Otra consecuencia muy seria, además del embellecimiento general del régimen de Franco, es que la sociedad española no sepa casi nada del antifranquismo y tienda a enviar ese capítulo también –con claras dosis de hipocresía– a la guerra civil en la que no participamos. Junto a otra repercusión no menos negativa: la sociedad no sabe –o más bien no quiere saber– lo muchísimo que costaron las libertades y los derechos fundamentales, con una visión de tal conquista como algo exterior, «que vino», suele decirse, caído de las alturas sin los sufrimientos del duro parto que en realidad fue. De donde los sociólogos extraen «la opinión que sostienen los españoles acerca de su responsabilidad personal, de la que dimiten en buena medida al creerse con derecho a la tutela protectora del Estado» (7).

En una sociedad civil organizativamente débil, muy poco participativa, de escasas lecturas, sujeta a medios de comunicación sumisos que potencian la pasividad, donde la opinión pública cree compartir el «cinismo político» de «los partidos y la clase política» al lado de su acuerdo general con el «régimen democrático». Es, agrego, como si se pudiera proponer –y mucha gente lo hace– la idea de la Constitución sin rechazar de plano la dictadura franquista; tal y como lo confirman los numerosos nombres de calles de las poblaciones españolas que intercambian los visibles títulos de Franco y de la Constitución (como si eso fuera democráticamente posible sin un colosal engaño colectivo).

No exagero con todo esto absolutamente nada. El 10 de marzo de 1998, el periódico mexicano La Reforma publicó una entrevista hecha a Felipe González. Quien, también uniendo de modo impropio lo pasado en el franquismo con la guerra civil, intentaba explicar por qué no había querido revisar el pasado dictatorial cuando había «una gran oportunidad –el 50 aniversario de la guerra civil– para haber hecho un ajuste cuentas con la historia». Porque del pasado se analiza lo aparente, lo que hay encima de la mesa, no lo que hay debajo.

**Entradas de señalamiento de objetos por nombre**
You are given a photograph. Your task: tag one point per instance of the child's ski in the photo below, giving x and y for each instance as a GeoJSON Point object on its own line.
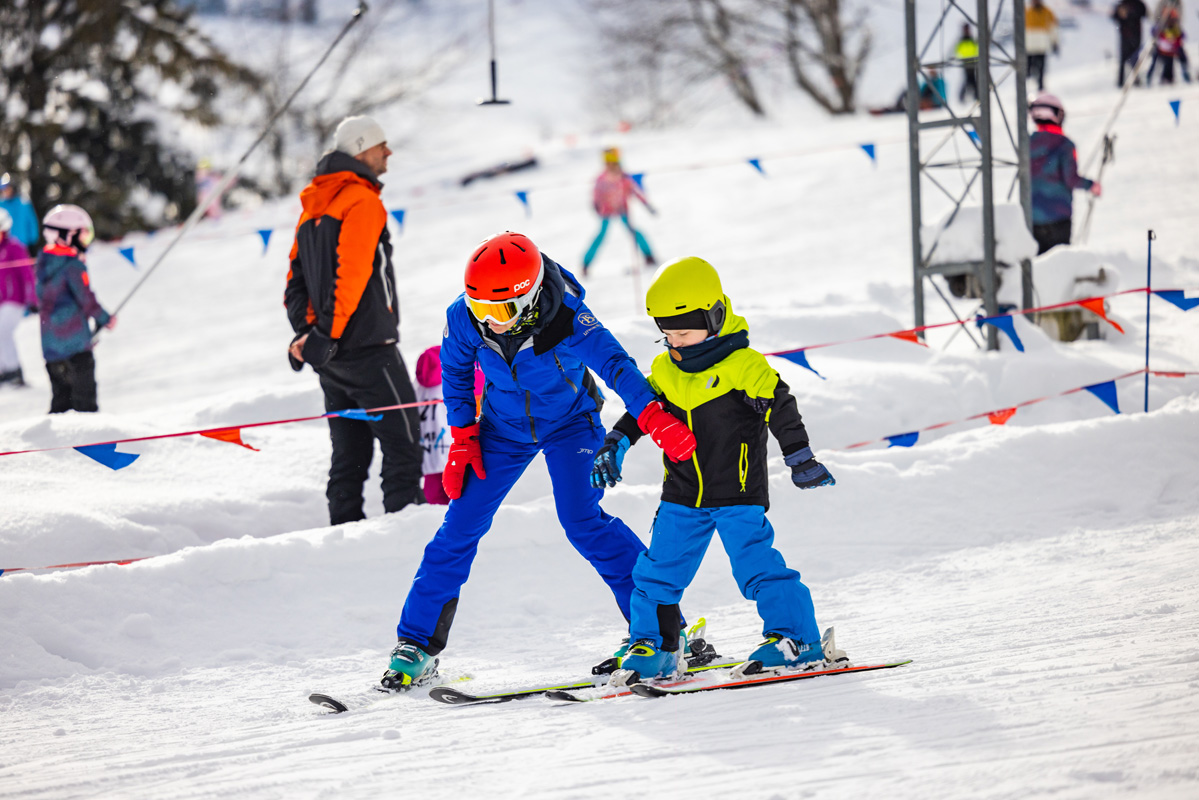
{"type": "Point", "coordinates": [758, 679]}
{"type": "Point", "coordinates": [455, 697]}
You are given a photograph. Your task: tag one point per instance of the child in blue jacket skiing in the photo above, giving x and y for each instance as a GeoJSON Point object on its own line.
{"type": "Point", "coordinates": [523, 319]}
{"type": "Point", "coordinates": [67, 305]}
{"type": "Point", "coordinates": [730, 397]}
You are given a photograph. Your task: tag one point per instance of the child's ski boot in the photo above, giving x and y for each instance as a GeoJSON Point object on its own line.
{"type": "Point", "coordinates": [410, 667]}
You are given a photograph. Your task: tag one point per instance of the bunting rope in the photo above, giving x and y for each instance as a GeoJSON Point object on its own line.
{"type": "Point", "coordinates": [106, 451]}
{"type": "Point", "coordinates": [1103, 390]}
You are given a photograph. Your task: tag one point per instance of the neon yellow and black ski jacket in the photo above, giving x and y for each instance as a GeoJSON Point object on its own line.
{"type": "Point", "coordinates": [729, 407]}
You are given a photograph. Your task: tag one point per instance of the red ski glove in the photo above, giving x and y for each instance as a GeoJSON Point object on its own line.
{"type": "Point", "coordinates": [463, 452]}
{"type": "Point", "coordinates": [675, 438]}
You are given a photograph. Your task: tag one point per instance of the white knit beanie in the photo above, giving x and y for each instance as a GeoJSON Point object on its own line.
{"type": "Point", "coordinates": [357, 133]}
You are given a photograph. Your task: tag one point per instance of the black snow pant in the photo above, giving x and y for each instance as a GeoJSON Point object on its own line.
{"type": "Point", "coordinates": [1037, 67]}
{"type": "Point", "coordinates": [361, 379]}
{"type": "Point", "coordinates": [1128, 54]}
{"type": "Point", "coordinates": [73, 383]}
{"type": "Point", "coordinates": [1052, 234]}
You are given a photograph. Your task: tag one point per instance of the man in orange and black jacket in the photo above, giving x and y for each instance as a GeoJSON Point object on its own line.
{"type": "Point", "coordinates": [341, 300]}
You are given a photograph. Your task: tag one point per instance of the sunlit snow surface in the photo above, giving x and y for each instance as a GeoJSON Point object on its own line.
{"type": "Point", "coordinates": [1041, 575]}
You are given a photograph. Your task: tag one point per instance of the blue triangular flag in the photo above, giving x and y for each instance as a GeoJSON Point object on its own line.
{"type": "Point", "coordinates": [108, 456]}
{"type": "Point", "coordinates": [801, 359]}
{"type": "Point", "coordinates": [1006, 324]}
{"type": "Point", "coordinates": [1179, 299]}
{"type": "Point", "coordinates": [1106, 392]}
{"type": "Point", "coordinates": [359, 414]}
{"type": "Point", "coordinates": [903, 439]}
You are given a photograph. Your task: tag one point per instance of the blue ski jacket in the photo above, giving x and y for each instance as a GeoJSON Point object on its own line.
{"type": "Point", "coordinates": [1053, 164]}
{"type": "Point", "coordinates": [548, 383]}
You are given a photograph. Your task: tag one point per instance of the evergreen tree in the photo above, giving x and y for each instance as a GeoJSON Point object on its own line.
{"type": "Point", "coordinates": [86, 90]}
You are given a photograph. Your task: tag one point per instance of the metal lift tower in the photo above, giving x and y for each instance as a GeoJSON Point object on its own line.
{"type": "Point", "coordinates": [974, 128]}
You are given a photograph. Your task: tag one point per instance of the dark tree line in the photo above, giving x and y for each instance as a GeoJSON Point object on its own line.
{"type": "Point", "coordinates": [88, 94]}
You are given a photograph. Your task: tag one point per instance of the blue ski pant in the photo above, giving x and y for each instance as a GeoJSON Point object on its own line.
{"type": "Point", "coordinates": [642, 242]}
{"type": "Point", "coordinates": [601, 539]}
{"type": "Point", "coordinates": [681, 536]}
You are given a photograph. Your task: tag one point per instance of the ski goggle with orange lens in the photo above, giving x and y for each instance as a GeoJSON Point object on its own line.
{"type": "Point", "coordinates": [501, 311]}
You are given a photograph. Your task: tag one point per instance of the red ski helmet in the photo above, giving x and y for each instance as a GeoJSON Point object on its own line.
{"type": "Point", "coordinates": [1047, 109]}
{"type": "Point", "coordinates": [504, 277]}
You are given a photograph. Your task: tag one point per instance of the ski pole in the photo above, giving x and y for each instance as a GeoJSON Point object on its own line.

**Qué hacer**
Responda las siguientes preguntas a partir del texto sobre el franquismo:
(a) ¿A qué episodio tiende la sociedad española a enviar también el capítulo del antifranquismo?
(b) ¿Qué títulos intercambian los nombres de calles de las poblaciones españolas?
(c) ¿Qué periódico publicó la entrevista a Felipe González y en qué fecha?

**Solución del ejercicio**
(a) A la guerra civil.
(b) Los de Franco y los de la Constitución.
(c) El periódico mexicano La Reforma, el 10 de marzo de 1998.